=== PAGE TEXT ===
◆ ◆ ◆ ◆ ◆

An ambrotype based on Brady’s work and made by George Clark of Boston is among the views of 11 presidents at a new National Portrait Gallery exhibition, “Picturing the Presidents: Daguerreotypes and Ambrotypes From the National Portrait Gallery’s Collection.” The display opened at the end of May and will remain in place until June 2025. The featured presidents range from George Washington to Barack Obama.

Abraham Lincoln
Abraham Lincoln, George Clark copy after Mathew B. Brady, ambrotype campaign pin, 1860 National Portrait Gallery

Just as John F. Kennedy showed Americans how a president could use television to campaign and serve as president, Lincoln showed how photos could shape history. And yet, Lincoln himself seemed somewhat befuddled by the wonders of shadow-stealing cameras. When he received a letter asking for a copy of his photo portrait, he told the writer, “I have not a single one now at my control, but I think you can easily get one at New York. While I was there, I was taken to one of the places where they get up such things, and I suppose they got my shadow and can multiply copies indefinitely. Any of the Republican Club men there can show you the place.”

Although the Cooper Union speech, in which Lincoln condemned slavery and defended the federal government’s right to control its spread, is generally credited with helping his run for the presidency, the role of Brady’s work is less clear despite his insistence.

◆ ◆ ◆ ◆ ◆

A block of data
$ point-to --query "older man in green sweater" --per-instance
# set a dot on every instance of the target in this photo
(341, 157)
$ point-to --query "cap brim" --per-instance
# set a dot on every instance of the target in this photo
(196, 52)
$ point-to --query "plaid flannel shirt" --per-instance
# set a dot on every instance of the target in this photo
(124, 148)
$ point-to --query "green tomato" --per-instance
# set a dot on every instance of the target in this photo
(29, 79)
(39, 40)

◆ ◆ ◆ ◆ ◆

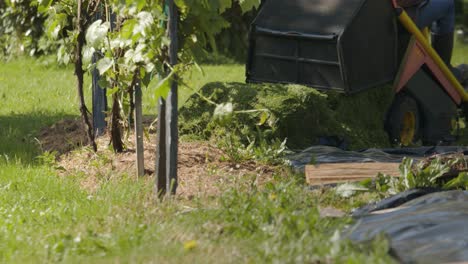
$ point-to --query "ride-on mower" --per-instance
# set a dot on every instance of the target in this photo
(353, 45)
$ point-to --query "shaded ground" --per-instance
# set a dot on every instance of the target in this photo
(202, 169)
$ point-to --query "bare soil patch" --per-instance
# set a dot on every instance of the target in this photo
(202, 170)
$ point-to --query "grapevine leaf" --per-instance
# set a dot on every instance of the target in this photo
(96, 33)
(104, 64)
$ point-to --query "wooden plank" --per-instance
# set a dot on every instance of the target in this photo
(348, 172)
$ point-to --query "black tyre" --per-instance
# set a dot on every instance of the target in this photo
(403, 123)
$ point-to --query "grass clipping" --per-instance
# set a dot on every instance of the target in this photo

◆ ◆ ◆ ◆ ◆

=== PROBLEMS TO WORK ON ===
[1] According to the page text, until when will the exhibition stay on display?
[2] Rewrite the part of the page text between "Although the Cooper" and "despite his insistence.", inclusive, changing "presidency" to "White House".
[3] Summarize the page text in two sentences.

=== THE SOLUTIONS ===
[1] Until June 2025.

[2]
Although the Cooper Union speech, in which Lincoln condemned slavery and defended the federal government’s right to control its spread, is generally credited with helping his run for the White House, the role of Brady’s work is less clear despite his insistence.

[3] A new National Portrait Gallery exhibition, open from the end of May until June 2025, shows daguerreotypes and ambrotypes of 11 presidents from George Washington to Barack Obama, among them a George Clark ambrotype based on Brady's work. Lincoln showed how photos could shape history even though he seemed somewhat befuddled by cameras, and while his Cooper Union speech is generally credited with helping his run for the presidency, the role of Brady's work is less clear.